EXERCISE DETAILS: I'd like every line from the material below that has "target" in it.

DATA EXCERPTS:
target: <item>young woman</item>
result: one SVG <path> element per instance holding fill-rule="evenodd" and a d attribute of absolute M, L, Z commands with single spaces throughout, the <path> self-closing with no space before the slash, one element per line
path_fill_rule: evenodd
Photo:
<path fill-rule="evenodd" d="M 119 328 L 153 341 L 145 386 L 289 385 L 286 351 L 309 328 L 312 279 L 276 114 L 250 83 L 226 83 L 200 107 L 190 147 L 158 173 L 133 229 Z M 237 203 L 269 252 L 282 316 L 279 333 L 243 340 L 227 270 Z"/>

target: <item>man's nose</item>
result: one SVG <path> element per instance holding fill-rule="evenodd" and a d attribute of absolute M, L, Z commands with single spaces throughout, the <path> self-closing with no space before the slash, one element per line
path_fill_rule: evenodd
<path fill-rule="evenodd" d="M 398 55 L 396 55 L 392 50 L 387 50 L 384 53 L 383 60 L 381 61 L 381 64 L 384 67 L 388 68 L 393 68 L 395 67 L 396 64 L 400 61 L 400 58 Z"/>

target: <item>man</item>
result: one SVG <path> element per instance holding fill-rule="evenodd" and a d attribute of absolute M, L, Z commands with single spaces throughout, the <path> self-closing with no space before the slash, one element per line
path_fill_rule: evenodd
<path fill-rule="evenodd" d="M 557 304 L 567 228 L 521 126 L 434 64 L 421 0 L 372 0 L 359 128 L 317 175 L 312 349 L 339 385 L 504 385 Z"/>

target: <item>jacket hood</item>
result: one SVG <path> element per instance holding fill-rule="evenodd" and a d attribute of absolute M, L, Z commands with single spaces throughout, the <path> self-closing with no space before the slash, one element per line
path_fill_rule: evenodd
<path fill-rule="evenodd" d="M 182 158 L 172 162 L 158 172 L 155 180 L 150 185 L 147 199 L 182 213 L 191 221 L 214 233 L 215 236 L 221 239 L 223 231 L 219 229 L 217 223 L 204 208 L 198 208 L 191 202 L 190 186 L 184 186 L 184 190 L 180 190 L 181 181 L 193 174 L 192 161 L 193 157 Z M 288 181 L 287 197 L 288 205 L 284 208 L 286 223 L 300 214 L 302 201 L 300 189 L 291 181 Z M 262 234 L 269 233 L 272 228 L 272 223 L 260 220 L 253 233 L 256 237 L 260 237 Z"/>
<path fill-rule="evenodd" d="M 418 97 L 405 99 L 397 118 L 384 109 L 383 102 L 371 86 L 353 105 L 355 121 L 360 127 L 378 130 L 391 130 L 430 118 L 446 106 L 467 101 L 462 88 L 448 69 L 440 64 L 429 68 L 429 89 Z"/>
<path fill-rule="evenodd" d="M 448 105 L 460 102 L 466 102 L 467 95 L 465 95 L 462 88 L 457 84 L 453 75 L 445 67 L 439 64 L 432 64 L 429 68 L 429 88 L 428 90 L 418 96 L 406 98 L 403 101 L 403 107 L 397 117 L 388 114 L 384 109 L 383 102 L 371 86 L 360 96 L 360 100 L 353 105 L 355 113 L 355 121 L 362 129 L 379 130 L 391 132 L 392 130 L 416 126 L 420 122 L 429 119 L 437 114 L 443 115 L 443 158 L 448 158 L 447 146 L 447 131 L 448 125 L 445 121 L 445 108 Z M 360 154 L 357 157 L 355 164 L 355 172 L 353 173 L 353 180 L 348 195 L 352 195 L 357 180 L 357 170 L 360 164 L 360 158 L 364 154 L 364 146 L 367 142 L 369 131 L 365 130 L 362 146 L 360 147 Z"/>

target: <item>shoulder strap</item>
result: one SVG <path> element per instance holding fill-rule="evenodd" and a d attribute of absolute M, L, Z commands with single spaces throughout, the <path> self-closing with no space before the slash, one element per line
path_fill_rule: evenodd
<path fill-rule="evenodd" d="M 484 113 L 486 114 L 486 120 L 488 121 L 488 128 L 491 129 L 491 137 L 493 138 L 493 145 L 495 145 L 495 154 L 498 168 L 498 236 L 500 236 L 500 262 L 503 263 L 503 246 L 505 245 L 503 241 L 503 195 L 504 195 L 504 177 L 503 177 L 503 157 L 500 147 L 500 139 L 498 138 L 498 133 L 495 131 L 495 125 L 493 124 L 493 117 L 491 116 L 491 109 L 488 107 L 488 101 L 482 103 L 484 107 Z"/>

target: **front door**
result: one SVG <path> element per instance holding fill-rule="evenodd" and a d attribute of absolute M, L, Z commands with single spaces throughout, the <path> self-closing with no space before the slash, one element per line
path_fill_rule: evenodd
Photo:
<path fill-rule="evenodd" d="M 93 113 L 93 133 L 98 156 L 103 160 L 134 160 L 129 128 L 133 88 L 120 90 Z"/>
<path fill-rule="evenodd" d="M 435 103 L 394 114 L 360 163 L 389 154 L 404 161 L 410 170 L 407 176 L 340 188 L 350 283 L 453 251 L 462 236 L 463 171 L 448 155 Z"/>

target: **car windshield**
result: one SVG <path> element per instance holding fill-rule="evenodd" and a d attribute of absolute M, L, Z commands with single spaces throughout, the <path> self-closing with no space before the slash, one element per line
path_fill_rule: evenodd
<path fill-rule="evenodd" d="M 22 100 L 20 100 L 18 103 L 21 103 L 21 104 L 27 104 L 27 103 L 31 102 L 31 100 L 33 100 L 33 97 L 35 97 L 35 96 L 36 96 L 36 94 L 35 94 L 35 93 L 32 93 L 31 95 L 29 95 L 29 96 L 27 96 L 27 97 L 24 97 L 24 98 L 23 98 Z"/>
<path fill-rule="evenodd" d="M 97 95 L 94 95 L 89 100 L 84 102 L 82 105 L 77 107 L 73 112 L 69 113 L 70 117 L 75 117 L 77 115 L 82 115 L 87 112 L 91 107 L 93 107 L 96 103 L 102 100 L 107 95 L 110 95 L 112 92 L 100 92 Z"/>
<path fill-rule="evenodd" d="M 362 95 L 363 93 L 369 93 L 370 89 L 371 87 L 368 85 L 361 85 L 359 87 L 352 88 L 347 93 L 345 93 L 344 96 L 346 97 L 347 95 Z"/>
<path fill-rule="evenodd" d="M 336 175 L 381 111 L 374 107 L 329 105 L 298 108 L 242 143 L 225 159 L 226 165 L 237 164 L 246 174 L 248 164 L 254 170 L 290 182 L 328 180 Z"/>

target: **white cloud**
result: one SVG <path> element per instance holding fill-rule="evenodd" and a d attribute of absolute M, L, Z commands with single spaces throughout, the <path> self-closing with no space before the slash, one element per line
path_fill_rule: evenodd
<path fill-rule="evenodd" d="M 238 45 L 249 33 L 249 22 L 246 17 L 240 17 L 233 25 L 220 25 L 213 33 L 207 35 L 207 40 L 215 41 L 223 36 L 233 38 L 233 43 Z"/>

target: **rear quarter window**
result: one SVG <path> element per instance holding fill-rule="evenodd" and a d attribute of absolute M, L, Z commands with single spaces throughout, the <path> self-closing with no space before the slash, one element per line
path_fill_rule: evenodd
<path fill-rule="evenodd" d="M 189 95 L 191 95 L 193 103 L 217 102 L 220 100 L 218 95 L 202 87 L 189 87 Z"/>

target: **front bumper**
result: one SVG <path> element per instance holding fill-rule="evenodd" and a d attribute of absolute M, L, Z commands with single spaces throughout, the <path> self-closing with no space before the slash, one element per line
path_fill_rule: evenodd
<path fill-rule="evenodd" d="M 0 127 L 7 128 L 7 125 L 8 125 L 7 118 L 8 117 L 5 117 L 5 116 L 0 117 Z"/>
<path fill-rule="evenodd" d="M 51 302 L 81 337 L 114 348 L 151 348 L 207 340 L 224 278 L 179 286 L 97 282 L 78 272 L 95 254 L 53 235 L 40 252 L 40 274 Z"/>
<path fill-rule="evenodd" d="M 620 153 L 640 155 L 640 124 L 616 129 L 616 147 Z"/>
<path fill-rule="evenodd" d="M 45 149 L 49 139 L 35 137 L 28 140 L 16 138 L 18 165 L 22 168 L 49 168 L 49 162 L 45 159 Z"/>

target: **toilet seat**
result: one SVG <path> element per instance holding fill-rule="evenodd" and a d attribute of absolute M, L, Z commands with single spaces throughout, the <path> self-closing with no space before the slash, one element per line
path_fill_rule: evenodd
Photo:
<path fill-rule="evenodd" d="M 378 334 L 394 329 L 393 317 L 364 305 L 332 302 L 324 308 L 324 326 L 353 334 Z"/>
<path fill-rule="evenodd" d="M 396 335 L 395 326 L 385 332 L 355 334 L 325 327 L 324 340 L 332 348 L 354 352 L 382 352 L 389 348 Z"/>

SOLUTION FOR THIS TASK:
target: <item>young woman</item>
target: <item>man's nose</item>
target: <item>man</item>
target: <item>jacket hood</item>
target: <item>shoulder strap</item>
target: **front door**
target: **car windshield**
target: **white cloud**
target: **rear quarter window**
target: **front bumper**
target: **toilet seat**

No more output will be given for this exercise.